■ What is required
Please rewrite the listing below as a numbered list, with one line per item and any blank lines left out. Leave the pictures out of your answer.

■ Source records
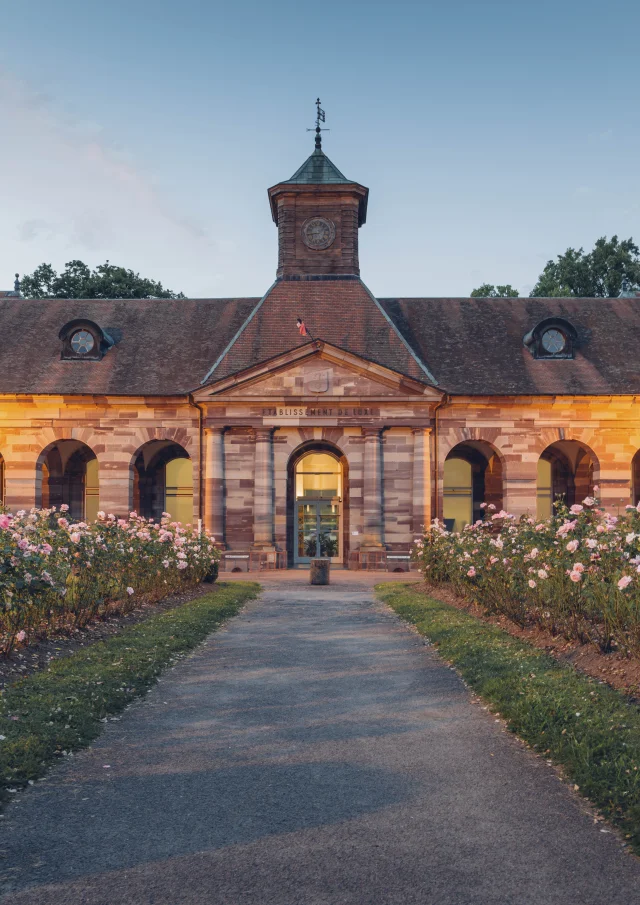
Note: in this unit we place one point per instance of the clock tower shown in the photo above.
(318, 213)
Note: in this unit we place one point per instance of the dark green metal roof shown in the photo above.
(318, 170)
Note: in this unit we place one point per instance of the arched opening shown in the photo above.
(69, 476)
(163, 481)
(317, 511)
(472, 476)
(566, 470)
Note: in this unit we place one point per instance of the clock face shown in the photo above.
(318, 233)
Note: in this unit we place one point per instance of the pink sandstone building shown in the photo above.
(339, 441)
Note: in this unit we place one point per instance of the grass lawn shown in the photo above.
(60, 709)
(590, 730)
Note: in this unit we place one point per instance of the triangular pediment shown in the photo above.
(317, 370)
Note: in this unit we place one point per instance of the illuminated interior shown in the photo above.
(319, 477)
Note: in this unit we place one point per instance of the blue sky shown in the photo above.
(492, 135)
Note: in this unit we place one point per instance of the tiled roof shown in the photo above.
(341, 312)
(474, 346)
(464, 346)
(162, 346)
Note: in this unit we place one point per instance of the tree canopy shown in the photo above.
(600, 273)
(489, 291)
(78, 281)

■ Result of the exercise
1. Note: in this unit we place one point per instance of the clock tower shown in the photo above.
2. (318, 213)
3. Note: in this unit we place one point per instance of the dark green metal roof shown in the photo above.
4. (318, 170)
5. Note: in this unit we place one point per instance of the arched opening shown in the photo above.
6. (69, 476)
7. (163, 481)
8. (317, 511)
9. (472, 476)
10. (566, 470)
11. Note: in this unit we place one point per instance of the clock face shown in the photo above.
12. (318, 233)
13. Note: in this unit we place one point per instance of the pink sandstone building shown in the photo above.
14. (339, 441)
15. Note: in this unit we place one point per instance of the grass lawn shown in the photo above.
16. (60, 709)
17. (590, 730)
18. Note: in this unit we place one point per instance of the triangular pediment shown in the photo above.
19. (317, 370)
20. Note: in this unit we place one point per instance of the illuminated interior shown in the photo above.
21. (319, 477)
22. Note: in this unit we place one point per instance of the blue sky shown in the photo above.
23. (492, 135)
24. Note: in this unit we place one point per instance of the tiled roof shown in the photo above.
25. (341, 312)
26. (474, 346)
27. (464, 346)
28. (162, 346)
29. Note: in this unit we place one point per instance of the tree canopy shown in the photo above.
30. (600, 273)
31. (489, 291)
32. (78, 281)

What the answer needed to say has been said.